Records pointing to named objects
—————

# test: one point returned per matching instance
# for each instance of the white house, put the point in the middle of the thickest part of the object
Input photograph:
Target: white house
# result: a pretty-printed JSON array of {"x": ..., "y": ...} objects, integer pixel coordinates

—————

Update the material by changing every "white house" to "white building" and keeping all other text the same.

# test: one point returned per matching instance
# for each instance of the white building, put the point in the middle of the thickest part of the object
Input photograph:
Target: white building
# result: a pretty-printed JSON array of {"x": ..., "y": ...} objects, integer pixel coordinates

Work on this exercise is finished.